Pointing dataset excerpts:
## BEGIN

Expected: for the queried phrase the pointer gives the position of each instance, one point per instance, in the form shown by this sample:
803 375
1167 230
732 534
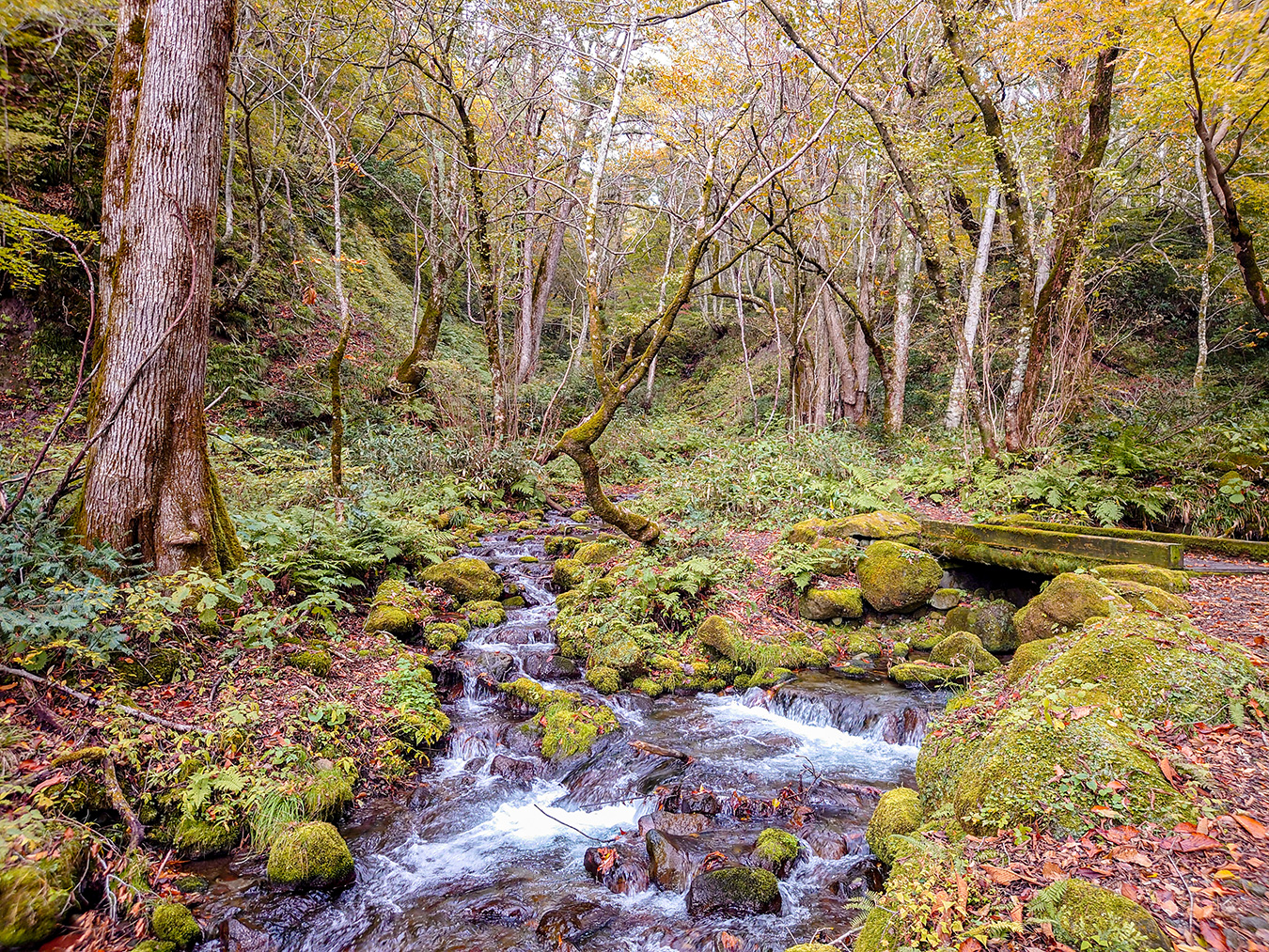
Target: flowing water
488 851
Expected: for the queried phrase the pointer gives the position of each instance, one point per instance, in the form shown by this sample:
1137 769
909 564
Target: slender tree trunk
149 481
1206 273
896 388
974 311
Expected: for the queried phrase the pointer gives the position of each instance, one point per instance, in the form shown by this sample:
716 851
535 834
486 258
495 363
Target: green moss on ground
1165 579
174 923
899 813
311 856
464 579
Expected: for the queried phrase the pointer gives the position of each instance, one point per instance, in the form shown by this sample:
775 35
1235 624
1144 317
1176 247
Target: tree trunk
149 482
974 311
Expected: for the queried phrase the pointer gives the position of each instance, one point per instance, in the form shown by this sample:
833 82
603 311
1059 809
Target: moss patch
899 813
898 578
1065 604
310 854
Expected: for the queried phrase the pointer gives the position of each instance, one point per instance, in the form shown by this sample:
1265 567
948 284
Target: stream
488 851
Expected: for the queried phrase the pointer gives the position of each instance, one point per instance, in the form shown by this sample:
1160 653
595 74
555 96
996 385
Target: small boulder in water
735 890
521 772
776 851
669 865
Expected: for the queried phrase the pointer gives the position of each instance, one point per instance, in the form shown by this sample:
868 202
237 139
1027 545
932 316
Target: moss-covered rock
1153 668
604 679
873 525
1065 604
776 851
1148 598
962 650
721 635
993 622
310 856
443 636
174 923
1165 579
733 890
899 813
898 578
484 614
31 907
398 608
1008 779
927 673
464 579
1026 656
1091 916
314 662
198 839
822 604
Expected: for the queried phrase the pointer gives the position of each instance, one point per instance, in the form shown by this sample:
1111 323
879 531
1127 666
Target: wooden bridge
1050 549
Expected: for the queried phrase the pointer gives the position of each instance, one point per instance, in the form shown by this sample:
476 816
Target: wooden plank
1095 550
1214 545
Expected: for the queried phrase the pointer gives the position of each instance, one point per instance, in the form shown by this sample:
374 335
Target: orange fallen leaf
1251 825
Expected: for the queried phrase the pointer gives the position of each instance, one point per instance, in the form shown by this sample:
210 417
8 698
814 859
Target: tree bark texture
149 482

## END

**Work to complete**. Your copy should match the entries exactly, minus the pictures.

**Worked answer**.
Expected: for the queried phrase the pointer gives the position of each instance, one point per instance, in the form shown by this sample:
803 375
1167 230
732 534
Target: flowing water
488 851
Expected: for the queried phrase the pointer gives the position of each instance, one point per instance, in the form shown by this sample:
1137 769
909 564
Target: slender tree trunk
149 481
1206 273
896 388
974 311
Expected: for the queried phrase the pointer gives the position of each instance, one point per instance, in the form shown by this sample:
716 851
535 834
486 258
495 363
Target: green moss on ground
1165 579
174 923
899 813
311 856
464 579
Expected: for the queried phrase the pointer gives the position of each instance, one point per instance, in the form shown by this sample:
775 35
1235 624
1144 317
1176 247
Target: tree trunk
149 482
974 311
Expected: for the queried phrase the pointer gives the position of each instance, one point per instance, in the form shown by this sample:
833 82
603 311
1059 809
Target: moss patch
899 813
898 578
1065 604
310 854
Expected: for the queried phrase the pointer gives the position of each instance, one point per instance, in the form shown by this sample:
1265 567
948 284
Target: stream
488 851
Expected: for the queried phrase the pointer gives the position of each instance, one point per instance, in the form shown by this sample:
1160 653
595 74
555 96
996 385
Target: small boulder in water
735 890
521 772
776 851
669 865
Expected: for the queried phrase the pointer gives the position of each instance, one point per instance, in the form shown by this sample:
868 202
237 139
1027 545
932 316
Target: moss-covered rock
1153 668
604 679
873 525
1065 604
776 851
1148 598
962 650
721 635
993 622
310 856
443 636
174 923
1165 579
733 890
899 813
898 578
484 614
31 907
398 608
1008 779
927 673
464 579
1026 656
1091 916
314 662
198 839
822 604
Expected: for the queried phrase the pointer gives the position of each instance, one point per instance, in the form shown by this sample:
1111 323
879 531
1127 666
Target: wooden bridge
1050 549
Expected: for the queried phrase the pointer gives the position of each instance, one point per instance, in the form shown by this sample:
476 816
Target: wooden plank
1095 550
1214 545
Expected: for the queried phrase the pointer gives the position of each instance, one point per instance, in the form shown by this sample:
374 335
Target: orange fallen leaf
1251 825
Expected: for the queried phrase the pointer gives the position of each instance, one point per instance, in the form shown by this sample:
210 417
8 698
814 859
Target: tree bark texture
149 482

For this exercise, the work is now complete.